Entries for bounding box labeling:
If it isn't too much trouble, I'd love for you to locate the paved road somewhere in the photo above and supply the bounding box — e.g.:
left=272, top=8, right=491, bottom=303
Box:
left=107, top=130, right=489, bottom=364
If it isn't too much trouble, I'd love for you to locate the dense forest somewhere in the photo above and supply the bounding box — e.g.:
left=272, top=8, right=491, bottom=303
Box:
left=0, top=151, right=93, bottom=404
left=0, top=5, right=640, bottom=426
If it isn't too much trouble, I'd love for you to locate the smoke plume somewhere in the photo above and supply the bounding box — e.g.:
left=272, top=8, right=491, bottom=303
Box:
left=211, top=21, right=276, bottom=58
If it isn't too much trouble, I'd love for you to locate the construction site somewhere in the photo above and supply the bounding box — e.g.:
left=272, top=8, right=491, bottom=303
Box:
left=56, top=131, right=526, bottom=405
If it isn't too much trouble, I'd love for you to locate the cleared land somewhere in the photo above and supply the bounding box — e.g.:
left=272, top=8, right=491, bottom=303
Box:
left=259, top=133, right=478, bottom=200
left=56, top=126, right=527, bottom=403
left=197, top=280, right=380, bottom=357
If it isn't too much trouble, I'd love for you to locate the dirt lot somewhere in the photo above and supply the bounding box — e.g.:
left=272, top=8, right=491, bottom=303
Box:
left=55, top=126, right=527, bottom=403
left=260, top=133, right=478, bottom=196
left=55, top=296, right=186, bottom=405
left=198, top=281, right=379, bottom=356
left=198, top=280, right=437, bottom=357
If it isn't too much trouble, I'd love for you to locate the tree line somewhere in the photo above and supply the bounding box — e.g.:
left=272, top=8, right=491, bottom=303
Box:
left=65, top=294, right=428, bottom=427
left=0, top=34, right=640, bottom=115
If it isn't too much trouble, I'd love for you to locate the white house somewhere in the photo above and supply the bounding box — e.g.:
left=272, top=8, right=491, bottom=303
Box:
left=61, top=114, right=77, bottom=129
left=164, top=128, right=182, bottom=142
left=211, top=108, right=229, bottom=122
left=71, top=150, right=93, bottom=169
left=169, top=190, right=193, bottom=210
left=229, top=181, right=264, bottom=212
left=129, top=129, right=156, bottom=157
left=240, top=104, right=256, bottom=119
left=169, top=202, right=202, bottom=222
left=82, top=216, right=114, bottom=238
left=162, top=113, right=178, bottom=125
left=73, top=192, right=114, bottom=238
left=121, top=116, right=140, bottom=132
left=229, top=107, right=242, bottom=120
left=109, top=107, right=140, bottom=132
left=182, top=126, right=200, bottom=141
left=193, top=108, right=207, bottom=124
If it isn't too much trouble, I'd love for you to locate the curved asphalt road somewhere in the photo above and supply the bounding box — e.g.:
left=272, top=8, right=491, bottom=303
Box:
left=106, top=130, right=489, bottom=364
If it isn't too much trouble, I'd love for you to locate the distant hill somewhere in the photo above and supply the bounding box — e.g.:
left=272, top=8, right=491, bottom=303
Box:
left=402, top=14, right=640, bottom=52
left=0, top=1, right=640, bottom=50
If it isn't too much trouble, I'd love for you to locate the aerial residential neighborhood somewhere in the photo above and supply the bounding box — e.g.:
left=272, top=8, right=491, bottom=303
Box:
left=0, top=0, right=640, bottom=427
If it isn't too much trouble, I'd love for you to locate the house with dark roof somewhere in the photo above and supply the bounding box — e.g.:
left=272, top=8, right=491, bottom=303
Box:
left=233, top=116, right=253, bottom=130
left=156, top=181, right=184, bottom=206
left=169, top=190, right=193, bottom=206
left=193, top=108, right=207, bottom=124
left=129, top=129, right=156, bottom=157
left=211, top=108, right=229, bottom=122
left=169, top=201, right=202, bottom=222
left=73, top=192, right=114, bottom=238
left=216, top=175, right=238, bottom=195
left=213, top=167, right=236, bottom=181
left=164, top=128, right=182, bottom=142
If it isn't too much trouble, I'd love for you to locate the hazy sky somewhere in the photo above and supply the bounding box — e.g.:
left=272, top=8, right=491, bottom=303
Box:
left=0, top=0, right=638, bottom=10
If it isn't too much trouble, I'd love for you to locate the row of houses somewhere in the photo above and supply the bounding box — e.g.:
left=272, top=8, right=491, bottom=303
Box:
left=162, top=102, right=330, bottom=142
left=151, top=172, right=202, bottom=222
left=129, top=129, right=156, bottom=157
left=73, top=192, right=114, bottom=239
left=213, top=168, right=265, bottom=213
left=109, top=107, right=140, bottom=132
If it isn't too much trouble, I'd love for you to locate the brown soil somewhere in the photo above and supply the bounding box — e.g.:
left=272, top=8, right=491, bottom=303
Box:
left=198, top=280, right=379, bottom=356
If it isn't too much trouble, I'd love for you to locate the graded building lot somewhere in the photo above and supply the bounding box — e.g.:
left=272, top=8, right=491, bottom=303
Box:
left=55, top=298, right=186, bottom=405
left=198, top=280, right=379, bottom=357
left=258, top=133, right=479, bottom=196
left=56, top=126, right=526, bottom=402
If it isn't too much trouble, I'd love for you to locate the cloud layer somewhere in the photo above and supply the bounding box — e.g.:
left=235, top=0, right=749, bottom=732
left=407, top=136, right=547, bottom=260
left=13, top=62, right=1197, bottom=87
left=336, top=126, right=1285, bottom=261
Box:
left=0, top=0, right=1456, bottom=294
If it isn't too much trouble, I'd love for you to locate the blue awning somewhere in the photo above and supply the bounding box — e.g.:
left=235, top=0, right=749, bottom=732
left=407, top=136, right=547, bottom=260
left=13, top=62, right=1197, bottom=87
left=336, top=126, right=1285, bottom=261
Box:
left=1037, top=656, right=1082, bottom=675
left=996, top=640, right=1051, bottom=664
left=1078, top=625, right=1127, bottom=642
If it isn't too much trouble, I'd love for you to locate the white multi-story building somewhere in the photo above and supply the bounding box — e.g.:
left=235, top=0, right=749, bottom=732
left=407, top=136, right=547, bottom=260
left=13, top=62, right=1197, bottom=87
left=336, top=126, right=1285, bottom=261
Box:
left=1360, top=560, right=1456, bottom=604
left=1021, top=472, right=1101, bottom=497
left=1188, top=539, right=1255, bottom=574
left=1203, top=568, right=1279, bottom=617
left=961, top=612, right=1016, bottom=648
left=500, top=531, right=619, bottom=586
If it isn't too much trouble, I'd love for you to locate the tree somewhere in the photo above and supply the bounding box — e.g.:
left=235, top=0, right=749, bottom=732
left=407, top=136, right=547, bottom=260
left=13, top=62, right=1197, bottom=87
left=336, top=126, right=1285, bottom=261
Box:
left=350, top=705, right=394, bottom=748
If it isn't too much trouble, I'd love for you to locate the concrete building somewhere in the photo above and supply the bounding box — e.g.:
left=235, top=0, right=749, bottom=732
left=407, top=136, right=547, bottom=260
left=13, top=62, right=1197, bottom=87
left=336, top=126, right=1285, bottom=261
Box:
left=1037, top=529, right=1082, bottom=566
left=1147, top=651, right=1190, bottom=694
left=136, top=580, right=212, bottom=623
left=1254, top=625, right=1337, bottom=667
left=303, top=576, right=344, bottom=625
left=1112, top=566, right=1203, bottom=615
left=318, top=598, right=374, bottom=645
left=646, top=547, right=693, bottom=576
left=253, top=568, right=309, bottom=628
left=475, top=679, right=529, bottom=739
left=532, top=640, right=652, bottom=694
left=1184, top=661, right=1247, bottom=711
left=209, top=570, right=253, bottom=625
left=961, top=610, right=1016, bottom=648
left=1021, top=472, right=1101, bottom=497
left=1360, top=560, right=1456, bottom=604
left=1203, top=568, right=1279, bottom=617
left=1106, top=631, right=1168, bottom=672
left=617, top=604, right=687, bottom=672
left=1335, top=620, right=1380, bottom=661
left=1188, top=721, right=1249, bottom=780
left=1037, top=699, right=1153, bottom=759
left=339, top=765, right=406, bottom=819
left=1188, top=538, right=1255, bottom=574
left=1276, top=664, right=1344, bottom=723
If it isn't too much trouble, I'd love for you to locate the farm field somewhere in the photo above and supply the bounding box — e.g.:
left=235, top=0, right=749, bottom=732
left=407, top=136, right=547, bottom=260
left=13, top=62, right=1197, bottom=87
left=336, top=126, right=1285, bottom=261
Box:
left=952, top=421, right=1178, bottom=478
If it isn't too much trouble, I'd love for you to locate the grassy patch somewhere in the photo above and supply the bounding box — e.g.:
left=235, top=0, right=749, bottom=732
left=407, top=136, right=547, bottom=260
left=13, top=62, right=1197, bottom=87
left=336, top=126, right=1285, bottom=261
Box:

### To do
Reproduce the lines in the rows above word for word, starting at the line that contains "locate the distant" and stopping after the line that contains "left=0, top=1, right=640, bottom=50".

### Reply to the exercise
If it isn't too much trouble, I'd love for you to locate the distant hill somewhere in the photo above and supply the bounding box — e.g.:
left=272, top=8, right=491, bottom=303
Box:
left=402, top=14, right=640, bottom=52
left=0, top=1, right=640, bottom=50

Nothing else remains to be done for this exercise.